* [TASK DESCRIPTION]
Copy out every one of the records below verbatim, leaving out the pictures.

————

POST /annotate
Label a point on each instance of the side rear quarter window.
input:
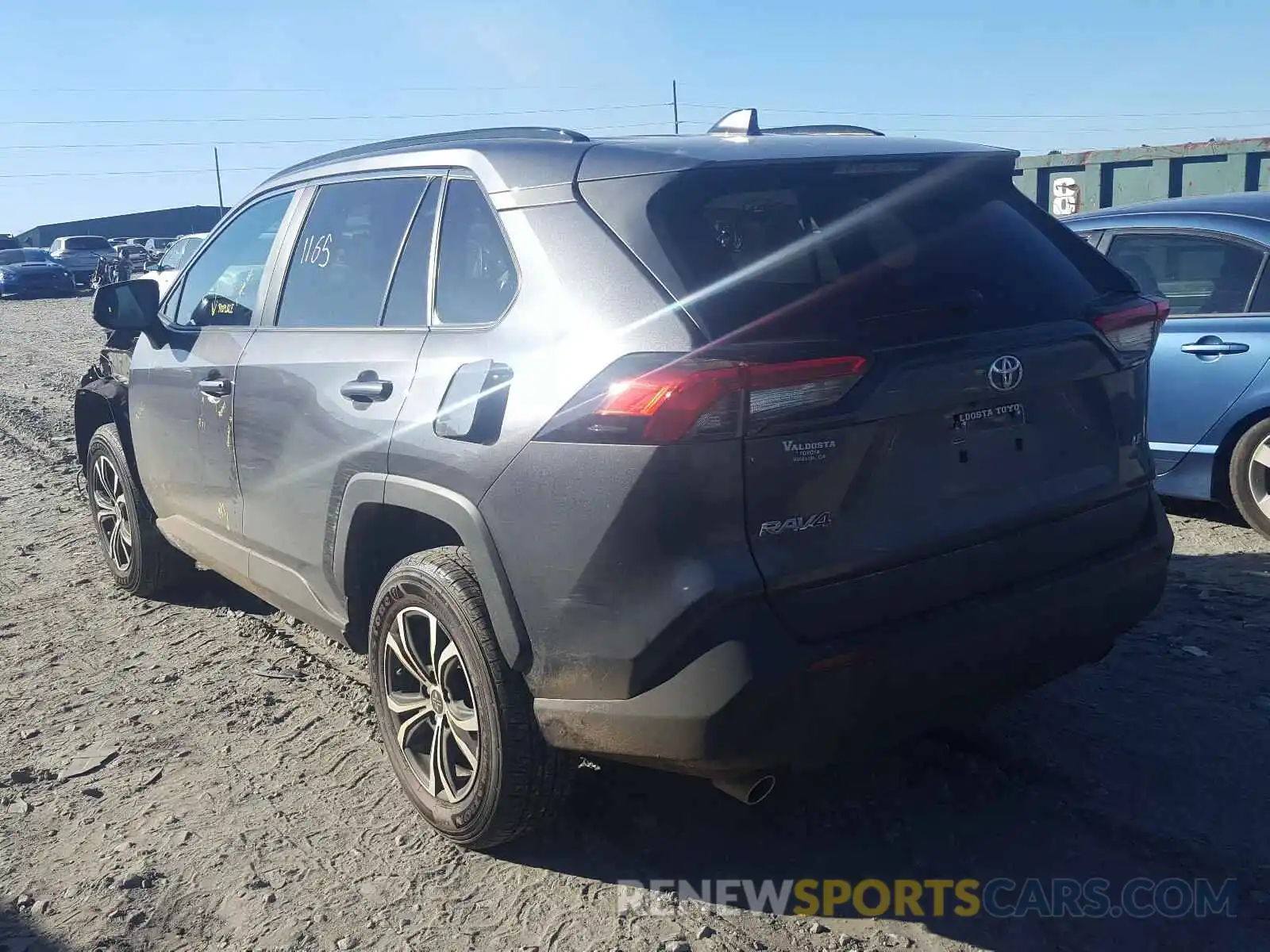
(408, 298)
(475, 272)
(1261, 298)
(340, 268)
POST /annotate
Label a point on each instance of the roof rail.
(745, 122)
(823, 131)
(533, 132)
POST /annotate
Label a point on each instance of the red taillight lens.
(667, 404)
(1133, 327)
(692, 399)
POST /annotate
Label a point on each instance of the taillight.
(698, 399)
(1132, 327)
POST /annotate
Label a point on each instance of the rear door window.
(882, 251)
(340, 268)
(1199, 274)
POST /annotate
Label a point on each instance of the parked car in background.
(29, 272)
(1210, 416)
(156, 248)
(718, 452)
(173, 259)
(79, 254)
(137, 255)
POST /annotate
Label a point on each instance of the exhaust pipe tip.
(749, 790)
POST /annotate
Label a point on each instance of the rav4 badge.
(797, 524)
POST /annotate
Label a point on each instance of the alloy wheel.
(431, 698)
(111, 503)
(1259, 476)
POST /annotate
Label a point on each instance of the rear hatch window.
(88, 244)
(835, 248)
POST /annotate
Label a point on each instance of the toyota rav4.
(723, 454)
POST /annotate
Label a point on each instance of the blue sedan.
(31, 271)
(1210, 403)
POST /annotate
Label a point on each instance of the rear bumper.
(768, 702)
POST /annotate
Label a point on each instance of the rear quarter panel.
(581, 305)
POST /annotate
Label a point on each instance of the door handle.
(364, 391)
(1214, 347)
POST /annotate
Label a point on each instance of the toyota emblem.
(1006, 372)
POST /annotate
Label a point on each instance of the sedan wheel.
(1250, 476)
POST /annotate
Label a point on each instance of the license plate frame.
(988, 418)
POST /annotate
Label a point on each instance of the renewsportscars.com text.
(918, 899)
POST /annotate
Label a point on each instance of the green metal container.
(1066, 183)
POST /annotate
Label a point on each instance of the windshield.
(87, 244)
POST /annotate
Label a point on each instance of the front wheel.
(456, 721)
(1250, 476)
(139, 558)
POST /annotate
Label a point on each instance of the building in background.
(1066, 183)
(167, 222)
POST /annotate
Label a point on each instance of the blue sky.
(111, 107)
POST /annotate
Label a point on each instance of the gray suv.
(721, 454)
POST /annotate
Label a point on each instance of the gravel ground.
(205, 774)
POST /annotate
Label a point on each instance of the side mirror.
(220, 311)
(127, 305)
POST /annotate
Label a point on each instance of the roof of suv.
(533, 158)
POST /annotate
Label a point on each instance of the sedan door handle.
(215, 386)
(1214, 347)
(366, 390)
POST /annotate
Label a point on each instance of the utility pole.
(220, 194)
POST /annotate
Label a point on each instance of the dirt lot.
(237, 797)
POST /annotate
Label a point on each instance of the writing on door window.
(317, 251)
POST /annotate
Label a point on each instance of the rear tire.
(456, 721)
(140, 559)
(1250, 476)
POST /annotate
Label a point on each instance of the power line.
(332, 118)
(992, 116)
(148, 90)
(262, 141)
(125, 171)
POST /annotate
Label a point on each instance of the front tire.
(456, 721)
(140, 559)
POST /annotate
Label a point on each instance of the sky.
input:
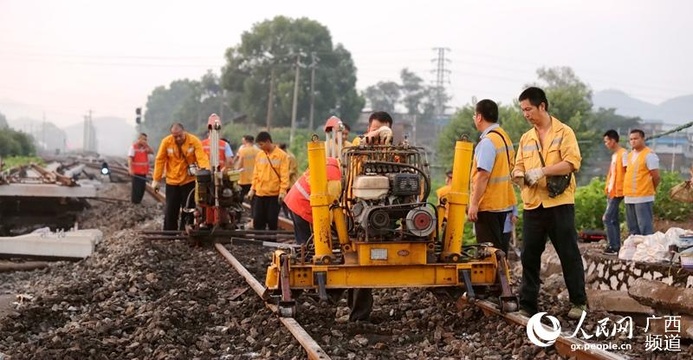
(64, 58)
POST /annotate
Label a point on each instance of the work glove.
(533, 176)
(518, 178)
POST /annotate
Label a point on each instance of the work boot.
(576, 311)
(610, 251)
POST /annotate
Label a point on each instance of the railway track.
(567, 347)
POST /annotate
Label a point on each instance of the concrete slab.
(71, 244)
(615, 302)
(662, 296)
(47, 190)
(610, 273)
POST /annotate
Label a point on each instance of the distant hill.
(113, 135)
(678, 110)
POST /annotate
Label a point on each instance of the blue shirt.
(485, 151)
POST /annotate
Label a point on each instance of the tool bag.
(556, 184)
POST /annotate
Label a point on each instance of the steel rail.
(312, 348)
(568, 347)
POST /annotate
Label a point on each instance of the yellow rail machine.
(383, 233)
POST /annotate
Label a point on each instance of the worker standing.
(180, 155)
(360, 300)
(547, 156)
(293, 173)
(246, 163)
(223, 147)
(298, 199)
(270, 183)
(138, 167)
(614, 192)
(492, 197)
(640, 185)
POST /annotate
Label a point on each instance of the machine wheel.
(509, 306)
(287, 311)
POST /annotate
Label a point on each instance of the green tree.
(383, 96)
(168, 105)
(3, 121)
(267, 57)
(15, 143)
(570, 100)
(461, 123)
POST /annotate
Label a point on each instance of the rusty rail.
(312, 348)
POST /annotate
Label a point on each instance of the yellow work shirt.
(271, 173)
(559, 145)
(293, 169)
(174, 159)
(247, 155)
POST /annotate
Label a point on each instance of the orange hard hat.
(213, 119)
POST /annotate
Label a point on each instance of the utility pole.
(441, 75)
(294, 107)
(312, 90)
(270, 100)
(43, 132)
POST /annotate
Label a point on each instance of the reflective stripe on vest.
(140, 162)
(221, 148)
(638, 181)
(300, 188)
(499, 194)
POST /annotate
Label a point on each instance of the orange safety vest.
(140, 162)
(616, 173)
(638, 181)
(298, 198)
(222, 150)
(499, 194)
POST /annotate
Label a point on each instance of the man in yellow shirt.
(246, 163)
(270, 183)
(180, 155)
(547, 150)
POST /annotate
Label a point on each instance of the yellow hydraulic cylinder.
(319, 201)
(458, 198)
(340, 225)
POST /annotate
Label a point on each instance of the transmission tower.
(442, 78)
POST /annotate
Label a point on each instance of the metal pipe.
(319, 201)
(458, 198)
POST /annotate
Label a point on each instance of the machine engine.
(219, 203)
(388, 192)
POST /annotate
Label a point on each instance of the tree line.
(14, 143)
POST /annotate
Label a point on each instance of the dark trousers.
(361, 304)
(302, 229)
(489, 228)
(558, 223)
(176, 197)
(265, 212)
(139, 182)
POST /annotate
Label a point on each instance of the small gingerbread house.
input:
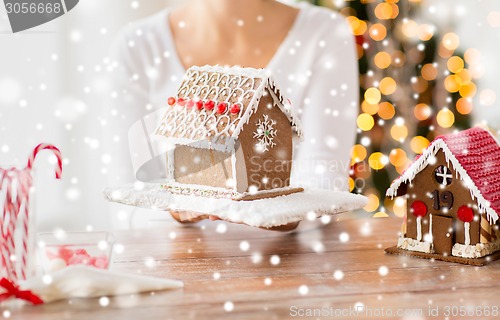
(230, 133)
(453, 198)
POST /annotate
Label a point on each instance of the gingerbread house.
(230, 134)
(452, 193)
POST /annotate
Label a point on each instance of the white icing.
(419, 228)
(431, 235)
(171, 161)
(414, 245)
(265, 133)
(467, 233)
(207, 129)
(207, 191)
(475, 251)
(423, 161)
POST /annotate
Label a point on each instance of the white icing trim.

————

* [SOLUTION BELOW]
POST /annotate
Label a point on each instance of the side rear quarter window.
input:
(408, 298)
(475, 272)
(1261, 298)
(340, 268)
POST /annotate
Label a point on each instance of the roof rail.
(745, 122)
(823, 131)
(533, 132)
POST /annotate
Label a point on each instance of the red taillight lens.
(667, 404)
(1133, 327)
(692, 399)
POST /annotate
Label a point on each instance of the taillight.
(698, 399)
(1132, 327)
POST /annotate
Label a point on each instance of the rear door window.
(882, 251)
(340, 268)
(1199, 274)
POST /annotate
Label a point on each instance of the parked car in background.
(29, 272)
(1210, 416)
(156, 248)
(718, 452)
(173, 259)
(79, 254)
(137, 255)
POST /annotate
Label a point on each instance of the exhaust pipe tip.
(749, 790)
POST /annotate
Label a point on each instance of the rav4 badge.
(797, 524)
POST /annotate
Label a point on each instance of the alloy wheel.
(431, 698)
(111, 503)
(1259, 476)
POST /annotate
Label a point on each instance of the rear hatch window.
(88, 244)
(835, 248)
POST /annotate
Label a point on each instance of the toyota rav4.
(723, 454)
POST /annotate
Label a point on each instance of the blue sedan.
(31, 271)
(1210, 403)
POST /annotate
Label a point on each instance of the rear bumper.
(768, 702)
POST /annotate
Label a point on each instance of the rear quarter panel.
(581, 305)
POST /annotate
Label a point on each instance of the door handle.
(364, 391)
(1214, 347)
POST /annotate
Label a point on each instance of the toyota emblem.
(1006, 372)
POST /annotate
Label a point on each instance of the sedan wheel.
(1250, 476)
POST /annotate
Label a point on each instance of the license plate frame.
(988, 418)
POST /annotate
Label a point on each instance of the renewsportscars.com text.
(918, 899)
POST /annotate
Label a point on each instance of the green metal container.
(1066, 183)
POST /annotate
Label a point on each instance of the windshield.
(87, 244)
POST /annotate
Label a point on each instance of the front wheel.
(456, 721)
(1250, 476)
(139, 558)
POST /annotate
Label a point on each instance of the building in background.
(1066, 183)
(167, 222)
POST /annotate
Label a point on each instance of the blue sky.
(111, 107)
POST /annotate
Label a point on each instance of the gray suv.
(721, 454)
POST /annotate
Label a point on each instance of the gravel ground.
(205, 774)
POST /annotate
Label a point on each instance of the side mirror.
(220, 311)
(127, 305)
POST /annotate
Label a point on each instance of the roof of suv.
(533, 158)
POST /annotate
Label a point on each instance of the sedan door handle.
(215, 386)
(1214, 347)
(366, 390)
POST /annotate
Label a point on each instance of the utility pole.
(220, 194)
POST /annotate
Label a point on each instance of the dirt lot.
(237, 797)
POST /annotate
Label a point on each instance of the writing on door window.
(317, 251)
POST /annotate
Label a point on each instance of the rear tire.
(456, 721)
(140, 559)
(1250, 476)
POST /annotate
Label a point on each instance of the power line.
(332, 118)
(992, 116)
(148, 90)
(262, 141)
(125, 171)
POST /annotate
Label a point on each instance of the front tire.
(456, 721)
(140, 559)
POST /annotate
Label a point on each instance of the sky.
input:
(64, 58)
POST /annotate
Label a point on each instance of the work glove.
(533, 176)
(518, 178)
POST /annotate
Label a point on each instance of the work boot.
(576, 311)
(610, 251)
POST /annotate
Label a point on each instance of the railway track.
(567, 347)
POST /annotate
Label a point on each instance of the concrete slab.
(71, 244)
(615, 302)
(662, 296)
(47, 190)
(610, 273)
POST /annotate
Label a point on each instance of the distant hill.
(113, 135)
(678, 110)
POST /annotate
Label a point on each instance of the blue shirt.
(485, 151)
POST /annotate
Label a point on each instance of the tool bag.
(556, 184)
POST /annotate
Label a point on each instance of the steel rail.
(312, 348)
(568, 347)
POST /annotate
Label a point on each instance of the yellow rail machine.
(383, 233)
POST /annotate
Label a point on each instance of the worker standing.
(180, 155)
(360, 300)
(547, 156)
(293, 173)
(246, 163)
(223, 147)
(298, 199)
(270, 183)
(138, 167)
(614, 192)
(492, 197)
(640, 185)
POST /annotate
Label a point on each instance of the machine wheel.
(509, 306)
(287, 311)
POST /annotate
Label a point on each instance of the green tree.
(383, 96)
(168, 105)
(3, 121)
(267, 57)
(15, 143)
(570, 100)
(461, 123)
POST /annotate
Label a point on each instance of the rusty rail.
(312, 348)
POST /annotate
Label a point on each instance of the yellow work shirt.
(271, 173)
(559, 145)
(293, 169)
(174, 159)
(247, 155)
POST /annotate
Label a point on each instance of the orange hard hat.
(213, 119)
POST /annotate
Label a point on each instance of the utility pole.
(441, 75)
(294, 107)
(312, 90)
(270, 100)
(43, 132)
POST /annotate
Label a point on each instance of the reflective stripe on vest.
(140, 162)
(221, 148)
(638, 181)
(300, 188)
(499, 194)
POST /annotate
Label a point on each instance of the orange safety vest.
(140, 162)
(616, 173)
(638, 181)
(298, 198)
(222, 150)
(499, 194)
POST /annotate
Label a point on each instance of the man in yellow shirt.
(246, 163)
(270, 183)
(180, 155)
(547, 150)
POST /annotate
Label a point on each instance of the yellow hydraulic cylinder.
(319, 201)
(458, 198)
(340, 225)
POST /annotate
Label a point on each instance of the transmission tower.
(442, 78)
POST /annotate
Label a point on each instance of the metal pipe.
(319, 201)
(458, 198)
POST /annotate
Label a point on each instance of the machine engine.
(219, 203)
(388, 192)
POST /annotate
Label a point on each instance of the tree line.
(14, 143)
POST /annotate
Label a point on each instance of the dark trousers.
(361, 304)
(302, 229)
(489, 228)
(558, 223)
(176, 197)
(265, 212)
(139, 182)
POST /annotate
Label a point on each instance of the small gingerbread house.
input:
(230, 133)
(453, 198)
POST /annotate
Label a point on each instance of the gingerbread house.
(230, 134)
(452, 193)
POST /annotate
Label a point on each instance of the white icing.
(419, 228)
(431, 235)
(171, 161)
(414, 245)
(265, 133)
(467, 233)
(207, 129)
(207, 191)
(475, 251)
(423, 161)
POST /annotate
Label a point on each instance of the white icing trim.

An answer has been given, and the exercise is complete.